**Stated goal 1**.
Please render the lines of the entries below, from the line with "Find the line" to the line with "[[[111,212],[111,195],[85,191],[79,209],[82,212]]]", as a Markdown table with the columns Row and Line. Put one line per row, skip blank lines, and leave out the pictures.

In one experiment using a money-sharing game, Zak found that a spray of oxytocin up the nose could make people more empathetic and more trusting. And as he explains in the TED talk below, you don’t need nasal spray - you can stoke oxytocin in others simply by being empathetic and trusting towards them.

 

As women have higher levels of oxytocin than men, it could be providing them with a distinct leadership advantage.

As Nowack and Munro concluded, “Indeed, many of the gender differences found in ESC (e.g. empathy, involvement oriented leadership styles) might be largely attributed to the prosocial hormone oxytocin which selectively provides women with a slight evolutionary advantage over men.”

Creating collaborative environments

So, what happens when you bring together a group of female leaders, like those dominating the Finnish government?

That’s a lot of oxytocin being shared around, which helps to create an environment of empathy, trust and collaboration.

Research shows that when leaders and employees feel and express empathy, compassion and trust towards each other, it results in significantly higher performance, engagement and retention of talent.

In Finland, there’s a great deal of excitement about the new dawn of leadership led by Marin and her female-dominant team.

In the corporate world, we’re seeing more women in senior executive positions, and it appears to be contributing immensely to the success of most organisations. Stats about gender equality boosting the bottom line speak for themselves, and oxytocin may well be playing a part in it.

**Data shown**.
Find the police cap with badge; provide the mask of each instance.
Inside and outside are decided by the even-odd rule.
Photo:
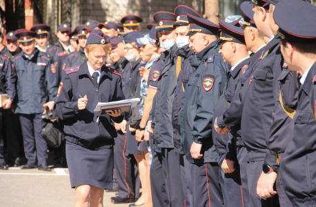
[[[288,12],[295,7],[297,11],[310,12],[310,19],[293,15]],[[315,8],[308,2],[302,0],[283,0],[277,3],[273,12],[273,19],[279,26],[275,37],[278,39],[286,39],[290,42],[300,44],[316,43],[316,28],[313,26],[316,21]],[[299,27],[293,26],[299,25]]]
[[[223,43],[227,41],[246,44],[243,29],[222,19],[219,19],[219,22],[221,32],[219,39],[217,42],[217,44]]]
[[[161,11],[154,14],[154,20],[157,23],[155,28],[159,32],[174,30],[173,25],[175,23],[177,18],[174,13]]]
[[[257,28],[255,21],[253,21],[253,15],[255,12],[253,11],[253,6],[250,4],[251,1],[244,1],[240,4],[240,10],[244,14],[244,24],[241,26],[244,28],[246,26],[252,26]]]
[[[177,21],[175,23],[175,26],[188,25],[189,21],[188,20],[187,14],[197,16],[203,19],[203,17],[192,8],[184,5],[179,5],[175,10],[175,14],[177,17]]]
[[[27,30],[21,30],[15,33],[15,37],[19,38],[21,44],[28,44],[34,41],[37,33]]]
[[[130,29],[139,26],[140,23],[142,21],[143,19],[141,17],[134,14],[126,15],[121,19],[121,23],[123,23],[123,26]]]
[[[186,36],[195,34],[196,32],[218,35],[219,26],[217,24],[190,14],[188,14],[188,20],[190,24],[189,32]]]
[[[6,36],[6,39],[7,40],[12,40],[13,41],[16,41],[19,39],[15,36],[15,33],[16,33],[15,31],[12,31],[12,32],[8,32],[7,35]]]
[[[61,32],[70,32],[70,25],[68,23],[62,23],[58,26],[57,30]]]
[[[30,30],[37,34],[36,37],[40,37],[48,35],[48,32],[50,31],[50,27],[43,23],[37,24],[32,26]]]
[[[83,30],[87,30],[89,31],[92,31],[95,30],[96,28],[99,28],[99,22],[95,20],[88,20],[86,22]]]

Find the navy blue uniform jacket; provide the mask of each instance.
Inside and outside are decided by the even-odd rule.
[[[15,112],[42,113],[43,104],[55,100],[58,83],[50,63],[47,54],[37,49],[31,59],[23,51],[12,59],[12,68],[17,75]]]
[[[79,110],[80,95],[87,95],[88,103],[83,110]],[[117,132],[112,120],[123,121],[123,115],[117,117],[108,115],[99,115],[94,112],[98,102],[111,102],[125,99],[121,89],[120,73],[101,68],[98,88],[95,86],[85,61],[79,66],[66,69],[58,90],[55,112],[64,121],[64,132],[68,141],[90,149],[102,148],[114,145],[113,138]],[[99,122],[97,122],[99,116]]]
[[[218,53],[220,46],[213,42],[192,56],[192,66],[197,67],[188,82],[181,106],[181,135],[184,154],[190,163],[217,162],[218,154],[212,138],[216,104],[227,82],[230,65]],[[192,142],[202,144],[202,159],[194,159]]]
[[[281,160],[283,187],[294,206],[316,204],[316,63],[298,92],[294,130]]]

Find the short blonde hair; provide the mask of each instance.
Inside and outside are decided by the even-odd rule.
[[[111,44],[88,44],[86,46],[85,50],[86,50],[87,52],[89,52],[98,47],[101,47],[106,53],[107,53],[108,51],[110,51],[112,49]]]

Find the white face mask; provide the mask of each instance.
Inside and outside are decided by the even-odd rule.
[[[182,48],[189,43],[189,37],[188,36],[184,37],[177,37],[176,43],[178,48]]]
[[[134,51],[134,52],[135,52],[135,51]],[[138,55],[138,53],[137,53],[135,56],[133,56],[132,55],[134,54],[134,52],[132,52],[132,53],[130,54],[130,55],[126,55],[126,56],[125,57],[125,58],[126,58],[128,61],[130,61],[130,62],[133,62],[133,61],[135,60],[135,59],[136,59],[136,57],[137,57],[137,55]]]
[[[161,48],[164,50],[170,51],[171,47],[175,44],[175,41],[173,39],[165,41],[164,42],[161,41],[160,42],[160,46]]]

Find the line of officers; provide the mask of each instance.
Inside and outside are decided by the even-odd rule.
[[[316,7],[253,0],[240,8],[242,23],[214,23],[185,6],[154,15],[149,35],[164,52],[149,72],[157,93],[147,124],[135,126],[150,133],[154,206],[316,206]],[[141,61],[135,68],[125,58],[124,37],[139,34],[141,21],[136,15],[124,17],[123,26],[90,20],[72,32],[62,23],[49,47],[41,45],[48,26],[8,34],[22,49],[10,59],[1,51],[0,66],[8,97],[3,108],[13,106],[21,121],[23,168],[50,170],[39,133],[43,106],[52,110],[63,70],[85,61],[93,29],[112,37],[120,59],[111,66],[121,72],[130,96],[126,86],[140,80],[131,75]],[[130,34],[116,37],[122,30]],[[125,145],[115,152],[116,162],[124,158],[115,163],[119,197],[135,199],[137,173],[124,153],[128,136],[121,137],[117,141]]]

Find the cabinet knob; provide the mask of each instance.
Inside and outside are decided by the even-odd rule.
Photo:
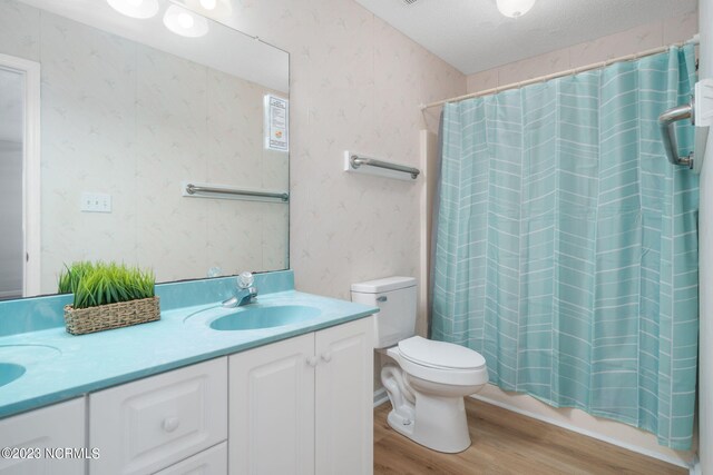
[[[166,417],[164,419],[164,431],[166,432],[174,432],[178,428],[178,426],[180,425],[180,420],[178,419],[178,417]]]

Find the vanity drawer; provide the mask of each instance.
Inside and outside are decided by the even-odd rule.
[[[227,442],[203,451],[156,475],[225,475],[227,474]]]
[[[89,472],[149,474],[227,438],[227,358],[89,396]]]

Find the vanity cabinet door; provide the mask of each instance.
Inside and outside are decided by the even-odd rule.
[[[314,473],[314,334],[231,356],[231,474]]]
[[[89,396],[92,475],[155,473],[226,438],[226,357]]]
[[[84,474],[85,399],[80,397],[0,420],[0,446],[32,448],[32,456],[40,451],[39,458],[0,457],[0,475]],[[74,448],[78,453],[66,457],[55,451],[48,454],[45,448]]]
[[[315,334],[316,474],[373,471],[373,317]]]

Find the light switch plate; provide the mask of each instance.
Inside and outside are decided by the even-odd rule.
[[[111,212],[111,195],[85,191],[79,209],[82,212]]]

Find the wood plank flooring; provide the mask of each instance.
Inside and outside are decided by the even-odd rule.
[[[374,474],[680,474],[687,469],[466,398],[472,445],[460,454],[424,448],[374,409]]]

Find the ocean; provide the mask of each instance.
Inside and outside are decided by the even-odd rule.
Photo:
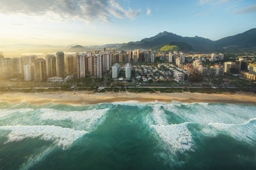
[[[0,169],[256,169],[256,106],[1,101]]]

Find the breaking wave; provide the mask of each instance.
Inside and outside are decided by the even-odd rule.
[[[39,138],[42,140],[52,141],[63,149],[69,148],[74,141],[88,133],[85,131],[76,131],[54,125],[3,126],[0,131],[11,131],[5,143],[22,141],[25,138]]]
[[[71,120],[76,127],[85,127],[86,130],[92,130],[94,126],[100,122],[100,119],[109,110],[92,110],[86,111],[64,111],[53,109],[42,109],[40,118],[42,120],[54,121]],[[83,128],[84,129],[84,128]]]

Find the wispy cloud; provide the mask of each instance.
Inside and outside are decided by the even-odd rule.
[[[233,0],[199,0],[200,4],[205,4],[208,3],[212,3],[212,4],[223,4]]]
[[[200,16],[205,16],[209,15],[210,13],[209,12],[200,12],[195,14],[193,16],[195,17],[200,17]]]
[[[237,6],[237,4],[234,4],[234,5],[228,6],[228,7],[226,9],[227,9],[227,10],[230,10],[230,9],[232,9],[232,8],[235,8],[235,7],[236,7],[236,6]]]
[[[61,19],[109,22],[111,16],[134,19],[141,10],[124,9],[116,0],[1,0],[0,13],[56,16]]]
[[[150,15],[151,14],[151,9],[148,8],[147,10],[147,15]]]
[[[248,13],[256,12],[256,5],[247,6],[239,10],[236,11],[235,14],[244,14]]]

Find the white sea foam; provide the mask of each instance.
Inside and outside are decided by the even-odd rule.
[[[155,122],[155,125],[168,125],[166,115],[161,108],[162,105],[156,105],[153,106],[152,115]]]
[[[209,126],[218,133],[228,135],[237,140],[256,143],[256,118],[241,124],[211,123]]]
[[[204,124],[211,122],[237,124],[256,117],[256,108],[251,106],[191,103],[166,104],[163,107],[184,122]],[[244,112],[246,114],[242,114]]]
[[[188,129],[188,123],[168,125],[151,125],[161,139],[172,152],[193,151],[192,134]]]
[[[15,113],[26,113],[33,111],[33,109],[17,109],[17,110],[0,110],[0,118],[3,118]]]
[[[88,132],[76,131],[54,125],[41,126],[3,126],[0,131],[11,131],[6,143],[19,141],[25,138],[36,138],[52,141],[55,145],[68,148],[74,141],[81,138]]]
[[[71,120],[73,122],[85,122],[86,128],[90,129],[97,124],[100,119],[109,110],[108,108],[103,110],[92,110],[86,111],[64,111],[52,109],[42,109],[40,117],[43,120]]]

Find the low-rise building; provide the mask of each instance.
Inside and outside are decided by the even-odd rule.
[[[256,80],[256,74],[250,74],[247,72],[242,71],[241,73],[241,76],[248,80]]]
[[[173,77],[178,82],[184,81],[185,80],[185,74],[180,71],[174,71]]]

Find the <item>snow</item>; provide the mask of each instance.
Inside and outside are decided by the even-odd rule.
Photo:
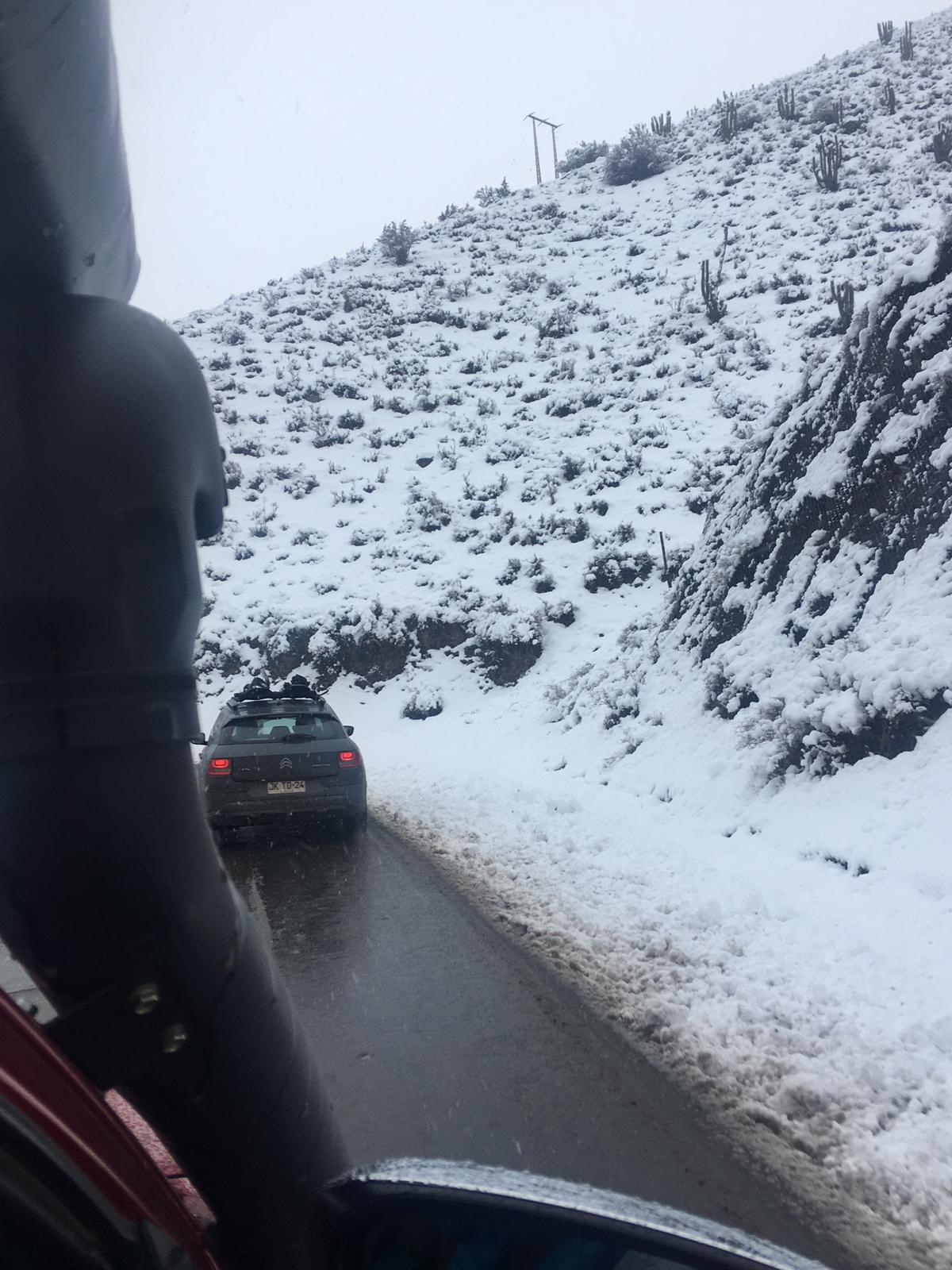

**Stated goal 2**.
Set down the passage on oxytocin and leadership above from "As Nowack and" to "retention of talent." word for word.

**Task answer 1**.
| Row | Line |
|---|---|
| 1 | Find the line of officers; provide the mask of each instance. |
| 2 | Inside and outside are decided by the even-odd rule. |
| 3 | [[[316,7],[253,0],[240,8],[242,23],[214,23],[185,6],[154,15],[149,35],[164,52],[149,72],[157,93],[147,124],[135,126],[150,133],[154,206],[316,206]],[[141,61],[135,68],[125,58],[124,37],[139,34],[141,21],[136,15],[124,17],[123,26],[90,20],[72,32],[62,23],[49,47],[41,45],[48,26],[8,34],[22,49],[10,59],[1,51],[0,66],[8,97],[3,108],[13,106],[21,121],[23,168],[50,170],[39,133],[43,106],[52,110],[63,70],[85,61],[93,29],[112,37],[120,59],[111,66],[121,72],[130,96],[126,86],[140,80],[131,75]],[[130,34],[116,37],[122,30]],[[125,145],[115,152],[116,162],[124,158],[115,163],[119,197],[135,199],[137,173],[124,153],[128,136],[121,137],[117,141]]] |
| 4 | Find the cabinet knob; provide the mask of each instance. |
| 5 | Inside and outside are decided by the even-odd rule. |
| 6 | Photo: |
| 7 | [[[166,417],[164,419],[164,431],[166,432],[174,432],[178,428],[178,426],[180,425],[180,420],[178,419],[178,417]]] |
| 8 | Find the vanity drawer; provide the mask of each instance. |
| 9 | Inside and outside are decided by the even-odd rule. |
| 10 | [[[227,442],[203,451],[156,475],[225,475],[227,474]]] |
| 11 | [[[89,472],[149,474],[227,438],[227,358],[89,396]]] |
| 12 | Find the vanity cabinet door; provide the mask of each instance. |
| 13 | Inside and outside are decided by the even-odd rule. |
| 14 | [[[314,473],[314,334],[231,356],[231,474]]] |
| 15 | [[[89,396],[92,475],[155,473],[226,438],[226,357]]] |
| 16 | [[[84,474],[85,399],[80,397],[0,420],[0,446],[32,448],[32,456],[40,451],[39,458],[0,457],[0,475]],[[74,448],[78,453],[66,457],[55,451],[48,454],[45,448]]] |
| 17 | [[[315,334],[316,474],[373,471],[373,317]]] |
| 18 | Find the light switch plate; provide the mask of each instance. |
| 19 | Inside and outside are decided by the even-odd rule. |
| 20 | [[[111,212],[111,195],[85,191],[79,209],[82,212]]] |

**Task answer 2**.
As Nowack and Munro concluded, “Indeed, many of the gender differences found in ESC (e.g. empathy, involvement oriented leadership styles) might be largely attributed to the prosocial hormone oxytocin which selectively provides women with a slight evolutionary advantage over men.”

Creating collaborative environments

So, what happens when you bring together a group of female leaders, like those dominating the Finnish government?

That’s a lot of oxytocin being shared around, which helps to create an environment of empathy, trust and collaboration.

Research shows that when leaders and employees feel and express empathy, compassion and trust towards each other, it results in significantly higher performance, engagement and retention of talent.